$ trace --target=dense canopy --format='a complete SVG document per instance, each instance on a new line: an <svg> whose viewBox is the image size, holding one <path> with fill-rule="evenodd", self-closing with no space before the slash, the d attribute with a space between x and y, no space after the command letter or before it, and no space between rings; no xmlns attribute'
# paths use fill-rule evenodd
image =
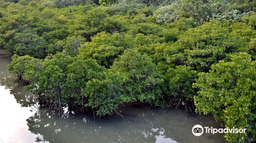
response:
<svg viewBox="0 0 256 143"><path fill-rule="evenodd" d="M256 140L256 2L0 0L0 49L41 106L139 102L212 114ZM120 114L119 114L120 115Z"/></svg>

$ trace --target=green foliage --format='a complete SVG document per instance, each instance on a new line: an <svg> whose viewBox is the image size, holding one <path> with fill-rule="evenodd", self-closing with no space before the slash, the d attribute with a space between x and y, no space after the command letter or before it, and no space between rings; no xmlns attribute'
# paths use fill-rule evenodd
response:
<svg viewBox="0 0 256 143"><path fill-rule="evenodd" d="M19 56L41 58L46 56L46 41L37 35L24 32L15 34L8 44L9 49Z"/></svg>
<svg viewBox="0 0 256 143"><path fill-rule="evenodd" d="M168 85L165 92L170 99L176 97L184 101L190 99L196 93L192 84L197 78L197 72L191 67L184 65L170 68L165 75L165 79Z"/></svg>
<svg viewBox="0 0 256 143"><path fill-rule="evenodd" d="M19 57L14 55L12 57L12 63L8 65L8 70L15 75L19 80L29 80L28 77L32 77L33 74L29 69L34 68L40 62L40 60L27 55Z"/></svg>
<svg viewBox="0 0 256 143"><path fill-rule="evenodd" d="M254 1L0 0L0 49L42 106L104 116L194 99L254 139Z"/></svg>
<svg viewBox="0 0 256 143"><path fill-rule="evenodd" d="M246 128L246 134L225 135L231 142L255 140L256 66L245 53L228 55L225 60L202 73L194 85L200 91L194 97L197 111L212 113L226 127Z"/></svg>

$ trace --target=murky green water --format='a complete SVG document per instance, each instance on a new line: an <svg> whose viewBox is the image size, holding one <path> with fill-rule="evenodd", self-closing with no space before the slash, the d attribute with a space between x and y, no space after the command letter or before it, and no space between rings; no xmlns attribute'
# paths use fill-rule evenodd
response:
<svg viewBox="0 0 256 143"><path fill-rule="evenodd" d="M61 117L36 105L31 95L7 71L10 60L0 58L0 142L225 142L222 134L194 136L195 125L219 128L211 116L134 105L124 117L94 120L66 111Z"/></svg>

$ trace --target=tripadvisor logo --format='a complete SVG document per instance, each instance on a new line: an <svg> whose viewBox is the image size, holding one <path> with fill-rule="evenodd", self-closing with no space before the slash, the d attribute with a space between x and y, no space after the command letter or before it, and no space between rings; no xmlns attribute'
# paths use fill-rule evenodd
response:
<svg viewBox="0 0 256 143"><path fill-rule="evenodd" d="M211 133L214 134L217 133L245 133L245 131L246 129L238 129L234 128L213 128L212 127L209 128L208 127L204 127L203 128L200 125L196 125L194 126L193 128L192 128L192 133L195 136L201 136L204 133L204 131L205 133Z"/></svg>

→ **The problem**:
Rewrite all the records above, replacing every "response" with "output" and changing nothing else. Leave the pictures out.

→ **Final result**:
$ trace --target=dense canopy --format='a complete SVG document per instance, each instance on a new line: an <svg> whose viewBox is the image size, holding one <path> with fill-rule="evenodd", self-closing with no space before the slash, the d attribute with a space between x and y, no space after the command letter or before it, and no space between rings; no xmlns attribute'
# paths use fill-rule evenodd
image =
output:
<svg viewBox="0 0 256 143"><path fill-rule="evenodd" d="M256 140L256 2L0 0L0 49L41 106L139 102L212 114ZM120 114L119 114L120 115Z"/></svg>

$ trace --target=green foliage --format='a complete SVG document per instance, each instance on a new line: an <svg> whose viewBox is the image size, holding one <path> with fill-rule="evenodd", self-closing with no space before the slash, the d attribute with a space between x and y, no space after the command letter or before it, and no space between rings; no xmlns attribute'
# paths use fill-rule evenodd
output:
<svg viewBox="0 0 256 143"><path fill-rule="evenodd" d="M19 56L41 58L46 56L46 41L37 35L24 32L15 34L8 44L9 49Z"/></svg>
<svg viewBox="0 0 256 143"><path fill-rule="evenodd" d="M168 85L165 92L170 99L176 97L184 101L190 99L196 93L192 84L197 78L197 72L191 67L184 65L170 68L165 75L165 79Z"/></svg>
<svg viewBox="0 0 256 143"><path fill-rule="evenodd" d="M19 57L14 55L12 57L12 63L8 65L8 70L15 75L19 80L29 80L28 77L32 77L33 74L29 69L34 68L40 62L40 60L27 55Z"/></svg>
<svg viewBox="0 0 256 143"><path fill-rule="evenodd" d="M254 1L0 0L0 49L42 106L104 116L194 99L254 139Z"/></svg>
<svg viewBox="0 0 256 143"><path fill-rule="evenodd" d="M246 128L246 134L225 135L231 142L255 140L256 66L245 53L228 55L225 60L202 73L194 85L200 91L194 97L197 111L212 113L226 127Z"/></svg>

$ trace --target=murky green water --format='a complete SVG document per instance, each instance on a new line: an <svg> whose viewBox is the image size, holding one <path> with fill-rule="evenodd", self-closing with no space before the slash, the d attribute with a space between x and y, no space after the command letter or before it, and no space between rings; no xmlns attribute'
# paths use fill-rule evenodd
output:
<svg viewBox="0 0 256 143"><path fill-rule="evenodd" d="M61 117L36 105L31 95L7 71L10 60L0 58L0 142L225 142L222 134L194 136L195 125L219 128L211 116L134 105L124 117L94 120L66 111Z"/></svg>

$ trace --target=tripadvisor logo --format='a complete SVG document per instance, each instance on a new line: an <svg> whose viewBox is the image size, holding one <path> with fill-rule="evenodd", self-closing with no space before the slash, the d attribute with a space between x and y, no space after the command letter or before it, and no space between rings; no xmlns attribute'
# paths use fill-rule evenodd
output:
<svg viewBox="0 0 256 143"><path fill-rule="evenodd" d="M211 133L214 134L217 133L245 133L245 131L246 129L238 129L234 128L213 128L212 127L209 128L208 127L204 127L203 128L200 125L196 125L194 126L193 128L192 128L192 133L195 136L201 136L204 133L204 131L205 133Z"/></svg>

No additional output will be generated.